(Passage Opens)

- Born: 1950 (age 75–76) Oklahoma City, Oklahoma, U.S.
- Education: B.A. in Journalism, 1973 University of Oklahoma
- Occupations: News Anchor, Reporter
- Notable credit(s): Weeknight Anchor, KTVY/KFOR-TV (1982-2017) Reporter/photographer, KTVY (1978-1982)

= Linda Cavanaugh =

American journalist

Linda Cavanaugh, often referred to as the Princess of the Plains, is a retired award-winning newscaster, best known for working with NBC affiliate KFOR-TV (channel 4), in Oklahoma City, Oklahoma. Cavanaugh anchored the station's weeknight 6:00 and 10:00PM newscasts with Kevin Ogle, and was solo anchor of the 4:30PM newscast until she retired in 2017.

== Journalism ==
Linda Cavanaugh began her career in 1978 as a general assignment reporter and news photographer at KFOR-TV, before becoming the station's first female evening news co-anchor in the early 1980s. George Washington University honored her for a special report in the late 1980s, in which Cavanaugh was the first non-network journalist from the United States allowed in the Soviet Union under their new "glasnost". The report concerned how much of Oklahoma's wheat crop was ending up on the tables of Russian families. She was awarded the Weintal Prize for Diplomatic Reporting.

In the early 1990s, Cavanaugh became the first television journalist allowed to photograph ancient Native American rituals that had been closed to tribal non-members, shown in the 12-part series "Strangers In Their Own Land".

(Passage Closes)
(Records supplied Opens)

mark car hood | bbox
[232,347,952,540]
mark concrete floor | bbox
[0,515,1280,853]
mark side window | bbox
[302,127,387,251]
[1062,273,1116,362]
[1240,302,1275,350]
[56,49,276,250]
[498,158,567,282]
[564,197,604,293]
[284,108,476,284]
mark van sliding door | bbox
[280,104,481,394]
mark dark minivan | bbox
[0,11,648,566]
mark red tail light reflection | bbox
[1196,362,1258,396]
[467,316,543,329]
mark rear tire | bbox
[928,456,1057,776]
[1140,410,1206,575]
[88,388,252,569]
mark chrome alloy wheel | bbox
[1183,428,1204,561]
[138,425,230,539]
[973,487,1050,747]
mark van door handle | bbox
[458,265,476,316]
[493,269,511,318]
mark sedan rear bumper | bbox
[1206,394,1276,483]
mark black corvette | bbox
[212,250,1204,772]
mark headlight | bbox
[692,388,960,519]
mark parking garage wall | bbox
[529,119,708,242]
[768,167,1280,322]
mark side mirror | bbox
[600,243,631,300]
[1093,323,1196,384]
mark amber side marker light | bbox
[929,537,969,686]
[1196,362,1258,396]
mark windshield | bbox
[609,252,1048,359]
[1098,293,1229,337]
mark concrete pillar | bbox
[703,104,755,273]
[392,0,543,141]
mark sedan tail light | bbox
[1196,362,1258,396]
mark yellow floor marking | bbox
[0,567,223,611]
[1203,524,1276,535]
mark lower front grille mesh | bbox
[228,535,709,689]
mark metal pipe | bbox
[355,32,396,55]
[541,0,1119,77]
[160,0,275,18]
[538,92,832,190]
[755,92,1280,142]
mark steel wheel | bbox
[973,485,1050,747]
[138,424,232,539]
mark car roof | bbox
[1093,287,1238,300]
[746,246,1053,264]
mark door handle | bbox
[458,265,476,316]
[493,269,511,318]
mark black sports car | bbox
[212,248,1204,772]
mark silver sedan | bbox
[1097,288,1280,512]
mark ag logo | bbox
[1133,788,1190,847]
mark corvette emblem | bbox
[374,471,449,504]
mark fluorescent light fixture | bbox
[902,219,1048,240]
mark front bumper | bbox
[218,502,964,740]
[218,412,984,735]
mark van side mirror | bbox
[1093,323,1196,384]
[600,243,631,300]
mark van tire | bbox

(Records supplied Closes)

Brief 1
List every "first" that the article on Linda Cavanaugh credits to her.
Brief 2
Translate this sentence from the article on Linda Cavanaugh into Spanish: "The report concerned how much of Oklahoma's wheat crop was ending up on the tables of Russian families."
Brief 3
In the article on Linda Cavanaugh, reproduce word for word the part that opens with the words containing "Linda Cavanaugh, often" and closes with "retired in 2017.".

Written solution 1
- The station's first female evening news co-anchor, in the early 1980s
- The first non-network journalist from the United States allowed in the Soviet Union under "glasnost," in the late 1980s
- The first television journalist allowed to photograph ancient Native American rituals that had been closed to tribal non-members, in the early 1990s

Written solution 2
El reportaje trataba sobre qué parte de la cosecha de trigo de Oklahoma terminaba en las mesas de las familias rusas.

Written solution 3
Linda Cavanaugh, often referred to as the Princess of the Plains, is a retired award-winning newscaster, best known for working with NBC affiliate KFOR-TV (channel 4), in Oklahoma City, Oklahoma. Cavanaugh anchored the station's weeknight 6:00 and 10:00PM newscasts with Kevin Ogle, and was solo anchor of the 4:30PM newscast until she retired in 2017.